# [EXTRACT]
****************

I hope to incorporate your feedback, so please let me know your thoughts and concerns.

@cwebber

This comment has been minimized.

cwebber commented Jan 22, 2018

Arg... well, if you decide to create a new mechanism for extensible JSON, effectively that's your decision... however I'll say that I think that the JSON-LD community has worked pretty hard to sort out a lot of these things already. I think there's a big advantage to being able to share interoperability with groups like schema.org, ActivityStreams, and to be able to take advantage of tooling like linked data signatures. I'd strongly encourage you to reconsider in fragmenting this space and help us collaborate to bring unity here instead!

@cwebber

This comment has been minimized.

cwebber commented Jan 22, 2018

Perhaps it's not a bad idea to consider joining the json-ld Community Group and raise your thoughts/concerns there? Great folks, and IME very open to discussing things.

@pfrazee

This comment has been minimized.

Member

pfrazee commented Jan 22, 2018

@cwebber My proposal isn't a final decision, but it should anchor our discussion from here on out. Lazy is an example of what I see as decent dev ergonomics. I really hate disappointing the LD community, so if we can fix the ergonomics of JSON-LD, then I'd be certainly be happier.

That said, fragmentation in schemas must be expected in a decentralized network, so I'm not very compelled by your argument that we must adopt JSON-LD to avoid fragmentation. If JLD-based software fails to work when JLD metadata isn't present, then we should dismiss JLD as a solution.

Something to be aware of: While this thread has represented a lot of folks from the LD world (and that has been great!) I've had a parallel thread on the SSB network going, and I've talked in private with the active Beaker/Dat devs. These are the actual users of the system, and the response from them has been, "I don't like JSON-LD and I probably won't use it." I'm doing my best to square that circle.

Lazy supports the schemas from schema.org and ActivityStreams, so I'm not concerned about losing access to those bodies of work. Note: Schema.org has usage examples for Microdata, RDFa, and JSON-LD.

@neauoire

This comment has been minimized.

neauoire commented Jan 22, 2018

Well, as expected I am in favour of the JSON-LZ format as it's the realization of my original suggestion. I am guessing that @0x0ade will equally be in favour to give this a try :)

@kevinmarks

This comment has been minimized.

kevinmarks commented Jan 22, 2018

I think you have addressed an imaginary problem to avoid dealing with a real one.

Currently you have a handful of field names that don't need namespaces. You are going to have to cope with people adding arbitrary new fields to your json, because it is user editable in Beaker, and is on their filesystem to edit too.

So, debating the format of how to deal with a theoretical field name collision is architecture astronautics.

****************

# [EXTRACTED ENTRIES]
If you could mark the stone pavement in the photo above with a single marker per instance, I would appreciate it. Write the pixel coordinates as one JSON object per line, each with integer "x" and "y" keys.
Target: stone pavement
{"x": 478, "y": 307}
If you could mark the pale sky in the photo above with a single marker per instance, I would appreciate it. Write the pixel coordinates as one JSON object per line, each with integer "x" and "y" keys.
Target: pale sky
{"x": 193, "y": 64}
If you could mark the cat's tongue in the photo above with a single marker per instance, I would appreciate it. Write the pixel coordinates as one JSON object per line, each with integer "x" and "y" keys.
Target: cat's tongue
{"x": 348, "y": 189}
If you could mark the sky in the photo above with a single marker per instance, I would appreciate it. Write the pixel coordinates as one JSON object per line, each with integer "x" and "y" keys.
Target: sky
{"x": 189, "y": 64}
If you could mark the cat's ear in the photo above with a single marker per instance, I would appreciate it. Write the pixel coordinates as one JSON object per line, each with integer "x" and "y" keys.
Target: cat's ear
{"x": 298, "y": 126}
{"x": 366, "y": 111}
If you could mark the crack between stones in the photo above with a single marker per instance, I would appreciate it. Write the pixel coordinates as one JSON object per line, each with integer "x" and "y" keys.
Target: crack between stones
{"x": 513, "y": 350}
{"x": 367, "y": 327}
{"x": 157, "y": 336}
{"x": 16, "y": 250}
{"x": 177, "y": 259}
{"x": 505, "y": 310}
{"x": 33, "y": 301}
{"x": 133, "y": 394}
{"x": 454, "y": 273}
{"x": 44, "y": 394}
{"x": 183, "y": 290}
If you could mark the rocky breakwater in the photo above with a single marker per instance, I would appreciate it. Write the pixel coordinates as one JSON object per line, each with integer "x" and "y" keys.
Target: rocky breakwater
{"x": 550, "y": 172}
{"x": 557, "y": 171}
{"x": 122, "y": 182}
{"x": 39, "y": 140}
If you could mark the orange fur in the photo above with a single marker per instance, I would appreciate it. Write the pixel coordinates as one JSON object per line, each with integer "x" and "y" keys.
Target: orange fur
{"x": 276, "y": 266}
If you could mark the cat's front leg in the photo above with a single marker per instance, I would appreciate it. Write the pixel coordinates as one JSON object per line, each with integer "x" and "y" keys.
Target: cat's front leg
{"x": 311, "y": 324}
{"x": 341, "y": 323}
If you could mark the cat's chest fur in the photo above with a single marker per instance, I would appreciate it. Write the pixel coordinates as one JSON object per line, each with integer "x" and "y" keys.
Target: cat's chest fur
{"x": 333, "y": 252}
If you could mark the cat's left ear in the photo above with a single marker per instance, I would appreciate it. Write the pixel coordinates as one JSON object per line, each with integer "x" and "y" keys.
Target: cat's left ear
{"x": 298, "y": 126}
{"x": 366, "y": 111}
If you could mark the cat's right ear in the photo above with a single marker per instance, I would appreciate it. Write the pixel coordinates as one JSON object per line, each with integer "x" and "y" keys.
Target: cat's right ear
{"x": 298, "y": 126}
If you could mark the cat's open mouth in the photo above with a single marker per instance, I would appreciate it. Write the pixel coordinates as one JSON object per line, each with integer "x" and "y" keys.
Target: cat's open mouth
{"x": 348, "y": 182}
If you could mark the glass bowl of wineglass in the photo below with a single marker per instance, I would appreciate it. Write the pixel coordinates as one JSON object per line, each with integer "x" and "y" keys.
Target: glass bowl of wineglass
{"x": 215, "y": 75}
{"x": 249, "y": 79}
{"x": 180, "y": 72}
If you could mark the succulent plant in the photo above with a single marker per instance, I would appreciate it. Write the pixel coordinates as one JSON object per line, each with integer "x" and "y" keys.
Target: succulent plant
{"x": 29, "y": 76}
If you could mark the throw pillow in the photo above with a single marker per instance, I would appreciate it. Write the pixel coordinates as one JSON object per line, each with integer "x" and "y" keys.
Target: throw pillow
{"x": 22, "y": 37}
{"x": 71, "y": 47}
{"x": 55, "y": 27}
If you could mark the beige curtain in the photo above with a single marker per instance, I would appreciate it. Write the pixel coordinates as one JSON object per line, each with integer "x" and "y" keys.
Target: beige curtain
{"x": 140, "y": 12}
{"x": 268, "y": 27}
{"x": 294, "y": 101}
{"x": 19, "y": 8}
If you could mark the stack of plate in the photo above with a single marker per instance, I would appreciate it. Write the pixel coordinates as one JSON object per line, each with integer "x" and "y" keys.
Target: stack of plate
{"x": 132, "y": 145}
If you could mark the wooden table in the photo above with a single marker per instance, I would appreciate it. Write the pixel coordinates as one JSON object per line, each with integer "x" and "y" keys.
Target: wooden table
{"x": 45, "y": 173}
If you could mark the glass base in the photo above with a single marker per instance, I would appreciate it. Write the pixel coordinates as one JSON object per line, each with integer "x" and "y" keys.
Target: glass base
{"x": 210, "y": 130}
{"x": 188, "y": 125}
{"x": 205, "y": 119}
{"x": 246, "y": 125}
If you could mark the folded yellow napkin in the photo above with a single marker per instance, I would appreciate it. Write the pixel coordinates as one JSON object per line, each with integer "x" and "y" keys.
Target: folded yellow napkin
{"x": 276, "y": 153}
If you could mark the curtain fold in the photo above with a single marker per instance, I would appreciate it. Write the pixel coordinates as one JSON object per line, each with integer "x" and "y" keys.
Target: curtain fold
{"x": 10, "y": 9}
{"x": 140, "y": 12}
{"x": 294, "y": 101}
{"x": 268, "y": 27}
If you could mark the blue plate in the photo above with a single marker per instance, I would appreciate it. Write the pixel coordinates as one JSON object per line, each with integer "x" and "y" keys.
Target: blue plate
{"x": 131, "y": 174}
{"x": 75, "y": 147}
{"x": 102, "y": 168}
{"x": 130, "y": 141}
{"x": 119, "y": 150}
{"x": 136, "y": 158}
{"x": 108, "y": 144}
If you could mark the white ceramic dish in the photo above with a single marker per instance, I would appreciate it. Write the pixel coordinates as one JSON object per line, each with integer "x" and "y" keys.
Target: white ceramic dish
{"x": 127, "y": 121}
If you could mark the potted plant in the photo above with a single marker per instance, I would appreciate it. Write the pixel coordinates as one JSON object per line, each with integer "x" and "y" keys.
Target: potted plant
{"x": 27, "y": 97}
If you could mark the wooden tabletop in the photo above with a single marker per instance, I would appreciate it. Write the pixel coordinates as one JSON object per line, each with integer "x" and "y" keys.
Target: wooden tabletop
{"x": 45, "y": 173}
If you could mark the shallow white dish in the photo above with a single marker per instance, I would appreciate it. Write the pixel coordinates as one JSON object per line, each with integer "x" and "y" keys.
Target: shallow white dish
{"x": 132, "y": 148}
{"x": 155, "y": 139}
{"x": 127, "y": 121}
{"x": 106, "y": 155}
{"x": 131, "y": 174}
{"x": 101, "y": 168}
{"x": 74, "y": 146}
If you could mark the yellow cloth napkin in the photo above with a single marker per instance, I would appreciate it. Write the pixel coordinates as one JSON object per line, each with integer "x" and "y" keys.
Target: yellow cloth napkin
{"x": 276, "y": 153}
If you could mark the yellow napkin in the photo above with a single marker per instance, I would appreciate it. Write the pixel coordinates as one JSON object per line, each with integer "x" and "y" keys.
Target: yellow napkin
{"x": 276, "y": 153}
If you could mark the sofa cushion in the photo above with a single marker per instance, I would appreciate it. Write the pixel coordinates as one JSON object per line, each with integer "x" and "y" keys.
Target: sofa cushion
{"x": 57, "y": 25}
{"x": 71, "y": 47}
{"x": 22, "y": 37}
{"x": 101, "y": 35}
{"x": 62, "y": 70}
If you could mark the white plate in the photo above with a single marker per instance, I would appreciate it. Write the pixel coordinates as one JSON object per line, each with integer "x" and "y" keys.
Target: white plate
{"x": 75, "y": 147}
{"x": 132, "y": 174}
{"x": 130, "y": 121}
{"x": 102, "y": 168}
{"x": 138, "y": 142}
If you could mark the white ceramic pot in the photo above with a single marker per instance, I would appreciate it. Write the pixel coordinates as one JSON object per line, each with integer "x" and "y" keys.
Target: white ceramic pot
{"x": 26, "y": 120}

****************

# [PROBLEM TO WORK ON]
Condense the paragraph of the thread that begins "Something to be aware of" into two sentences, keeping its main facts. The data has no role in what is asked here.

# [FULL RESPONSE]
Although many people from the LD world have taken part in this thread, pfrazee has also run a parallel thread on the SSB network and spoken privately with the active Beaker/Dat devs, who are the system's actual users. Their response has been that they don't like JSON-LD and probably won't use it, and pfrazee is trying to reconcile that with the LD community's views.